# Source text
Quinoa and Bean Chili

vegetarian chili

Many people don’t realize that quinoa is actually a seed and not a grain! Red quinoa in this chili adds a unique twist to the classic dish many of us love (plus the red matches it nicely). Feel free to swap in any color of quinoa — they’re all a complete protein.

vegetarian chili

Spicy, smoky and sweet work to complement each other in a surprising way. The ground chipotle chili, fresh jalapeño, paprika, and onion add a nice kick of spice, while the honey adds a complex flavor to this vegetarian chili. If you would rather have your chili unsweetened, you can leave the honey out.

vegetarian chili


Quinoa and Bean Chili

Yield: 6

Serving Size: (about 1 1/2 cups each)


  • 1 cup red quinoa
  • 2 (15.5-ounce) cans red kidney beans
  • 2(14.5-ounce) cans diced tomatoes
  • 2 1/2 cups water
  • 1 medium onion, finely chopped
  • 1 green or red bell pepper, finely chopped
  • 1 jalapeño, seeded and minced, or more to taste
  • 1 bay leaf
  • 2 Tablespoons finely chopped sun-dried tomatoes
  • 2 Tablespoons olive oil
  • 1 Tablespoon tomato paste
  • 1 Tablespoon vegetable bouillon (such as Organic Better than Bouillon brand)
  • 1 Tablespoon lemon or lime juice
  • 1 Tablespoon honey
  • 2 teaspoons ground cumin
  • 2 teaspoon dried oregano
  • 1 teaspoon garlic powder
  • 1 teaspoon ground chipotle powder
  • 1 teaspoon paprika (smoked or sweet)
  • 1/2 teaspoon Kosher salt
  • 1/2 teaspoon ground black pepper


  1. Stir together all ingredients in the slower cooker crock. Cover and cook 8-10 hours on LOW (or 4-5 hours on HIGH).
  2. Remove bay leaf and stir well before serving.

# Directions
(a) List every ingredient that the chili recipe measures in tablespoons.
(b) Reproduce everything in the chili recipe from "Many people don’t" down to "1/2 cups each)" without changing a word.

# Dataset entries
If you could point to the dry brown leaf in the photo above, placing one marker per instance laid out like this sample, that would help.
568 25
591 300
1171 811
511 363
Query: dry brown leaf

# Answers for this exercise
(a) sun-dried tomatoes, olive oil, tomato paste, vegetable bouillon, lemon or lime juice, honey

(b)
Many people don’t realize that quinoa is actually a seed and not a grain! Red quinoa in this chili adds a unique twist to the classic dish many of us love (plus the red matches it nicely). Feel free to swap in any color of quinoa — they’re all a complete protein.

vegetarian chili

Spicy, smoky and sweet work to complement each other in a surprising way. The ground chipotle chili, fresh jalapeño, paprika, and onion add a nice kick of spice, while the honey adds a complex flavor to this vegetarian chili. If you would rather have your chili unsweetened, you can leave the honey out.

vegetarian chili


Quinoa and Bean Chili

Yield: 6

Serving Size: (about 1 1/2 cups each)